**WRITTEN PROBLEM**
Format the lines below as a JSON list of strings with one string per line, leaving out any blank lines.
══════
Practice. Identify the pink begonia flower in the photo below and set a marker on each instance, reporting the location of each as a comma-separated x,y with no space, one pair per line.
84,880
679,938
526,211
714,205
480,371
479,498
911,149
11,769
══════
**TASK RESPONSE**
[
  "Practice. Identify the pink begonia flower in the photo below and set a marker on each instance, reporting the location of each as a comma-separated x,y with no space, one pair per line.",
  "84,880",
  "679,938",
  "526,211",
  "714,205",
  "480,371",
  "479,498",
  "911,149",
  "11,769"
]